_EXERCISE INPUTS:_
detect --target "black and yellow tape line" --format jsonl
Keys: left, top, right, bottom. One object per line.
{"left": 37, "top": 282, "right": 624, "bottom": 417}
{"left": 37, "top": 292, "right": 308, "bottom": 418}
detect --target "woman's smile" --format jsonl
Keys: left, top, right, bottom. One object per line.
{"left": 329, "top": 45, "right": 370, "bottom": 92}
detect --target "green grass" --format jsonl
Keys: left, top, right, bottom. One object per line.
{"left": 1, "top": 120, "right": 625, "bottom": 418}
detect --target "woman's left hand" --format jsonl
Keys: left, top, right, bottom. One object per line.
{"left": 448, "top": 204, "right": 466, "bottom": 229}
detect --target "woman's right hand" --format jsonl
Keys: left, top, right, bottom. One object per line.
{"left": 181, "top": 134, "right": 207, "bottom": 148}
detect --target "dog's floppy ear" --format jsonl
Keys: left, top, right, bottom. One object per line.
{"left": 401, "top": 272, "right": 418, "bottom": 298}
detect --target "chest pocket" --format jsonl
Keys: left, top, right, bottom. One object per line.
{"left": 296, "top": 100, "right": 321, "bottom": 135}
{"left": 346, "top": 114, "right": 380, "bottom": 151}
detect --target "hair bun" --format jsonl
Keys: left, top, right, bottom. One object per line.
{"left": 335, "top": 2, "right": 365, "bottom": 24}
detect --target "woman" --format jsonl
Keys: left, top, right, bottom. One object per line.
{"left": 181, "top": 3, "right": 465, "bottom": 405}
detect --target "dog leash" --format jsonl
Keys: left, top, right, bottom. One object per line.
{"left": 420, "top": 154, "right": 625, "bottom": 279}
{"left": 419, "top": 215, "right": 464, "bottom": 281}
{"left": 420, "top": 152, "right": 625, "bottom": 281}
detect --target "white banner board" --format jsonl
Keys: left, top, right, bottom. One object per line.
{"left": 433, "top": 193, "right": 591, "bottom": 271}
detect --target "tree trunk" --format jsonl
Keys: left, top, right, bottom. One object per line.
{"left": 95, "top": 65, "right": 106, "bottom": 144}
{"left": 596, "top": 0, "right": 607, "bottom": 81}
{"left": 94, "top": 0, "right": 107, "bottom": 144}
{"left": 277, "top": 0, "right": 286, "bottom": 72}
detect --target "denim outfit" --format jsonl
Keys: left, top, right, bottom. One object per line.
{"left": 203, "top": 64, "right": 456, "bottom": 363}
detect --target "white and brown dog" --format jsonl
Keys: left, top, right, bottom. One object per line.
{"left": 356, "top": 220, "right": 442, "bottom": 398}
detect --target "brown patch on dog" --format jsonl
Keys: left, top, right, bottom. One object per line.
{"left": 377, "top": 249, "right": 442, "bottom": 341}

_PROBLEM REQUIREMENTS:_
Filter the data for the string "brown". Copy each matching line.

_TASK OUTPUT:_
detect --target "white and brown dog" --format jsonl
detect --target "brown patch on dog" --format jsonl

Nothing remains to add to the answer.